Dataset items

*****

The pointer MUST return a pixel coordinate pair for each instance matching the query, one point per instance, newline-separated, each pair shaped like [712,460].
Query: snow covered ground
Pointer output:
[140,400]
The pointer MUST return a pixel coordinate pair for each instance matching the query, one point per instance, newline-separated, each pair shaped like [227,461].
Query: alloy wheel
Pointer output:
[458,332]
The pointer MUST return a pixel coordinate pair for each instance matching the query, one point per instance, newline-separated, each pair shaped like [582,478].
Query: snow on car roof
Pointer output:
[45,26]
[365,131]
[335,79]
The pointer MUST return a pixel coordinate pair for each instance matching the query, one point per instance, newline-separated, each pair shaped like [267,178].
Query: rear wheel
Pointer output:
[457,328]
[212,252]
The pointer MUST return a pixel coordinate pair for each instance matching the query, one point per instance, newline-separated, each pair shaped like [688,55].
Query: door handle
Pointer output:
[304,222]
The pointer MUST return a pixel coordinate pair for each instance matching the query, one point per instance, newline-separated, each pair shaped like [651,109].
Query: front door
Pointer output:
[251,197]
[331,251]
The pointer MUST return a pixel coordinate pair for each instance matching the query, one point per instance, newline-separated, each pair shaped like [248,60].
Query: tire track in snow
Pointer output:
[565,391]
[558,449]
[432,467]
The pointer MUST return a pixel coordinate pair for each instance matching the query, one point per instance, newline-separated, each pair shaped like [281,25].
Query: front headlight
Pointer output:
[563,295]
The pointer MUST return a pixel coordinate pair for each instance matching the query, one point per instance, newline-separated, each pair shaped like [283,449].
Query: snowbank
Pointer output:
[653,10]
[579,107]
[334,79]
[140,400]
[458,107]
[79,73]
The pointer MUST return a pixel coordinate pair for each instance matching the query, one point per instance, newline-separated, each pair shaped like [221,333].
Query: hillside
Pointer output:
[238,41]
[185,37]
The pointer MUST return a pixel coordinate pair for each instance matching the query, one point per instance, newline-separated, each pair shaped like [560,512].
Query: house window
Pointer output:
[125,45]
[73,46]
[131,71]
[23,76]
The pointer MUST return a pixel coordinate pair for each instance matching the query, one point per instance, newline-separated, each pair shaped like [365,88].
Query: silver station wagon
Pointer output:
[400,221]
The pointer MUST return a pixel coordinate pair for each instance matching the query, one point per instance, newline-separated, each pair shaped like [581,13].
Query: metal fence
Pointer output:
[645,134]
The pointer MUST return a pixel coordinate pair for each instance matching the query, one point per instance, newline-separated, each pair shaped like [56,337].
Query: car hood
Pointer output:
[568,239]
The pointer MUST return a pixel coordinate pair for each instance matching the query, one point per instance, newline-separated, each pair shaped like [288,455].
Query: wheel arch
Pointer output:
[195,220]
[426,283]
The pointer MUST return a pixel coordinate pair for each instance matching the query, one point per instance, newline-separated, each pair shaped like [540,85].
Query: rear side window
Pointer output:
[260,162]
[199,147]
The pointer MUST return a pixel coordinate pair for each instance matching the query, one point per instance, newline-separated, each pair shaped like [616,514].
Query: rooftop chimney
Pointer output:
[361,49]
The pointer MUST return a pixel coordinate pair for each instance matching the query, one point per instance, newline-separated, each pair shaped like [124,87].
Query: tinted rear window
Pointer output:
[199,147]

*****

Reproduce only the lines above, starting at the line with "Query: alloy wheel" and ending at the line with "shaped like [267,178].", exactly as written.

Query: alloy wheel
Pointer output:
[458,332]
The pointer MUST return a pixel coordinate pair for each instance matching the query, one point per instance, newline-separated, each pair shaped like [582,478].
Query: snow on car roof
Pointer output:
[45,26]
[365,131]
[335,79]
The pointer MUST return a pixel coordinate pair for each instance matching the query, one point per instance, newline-separated, each pair shaped like [267,178].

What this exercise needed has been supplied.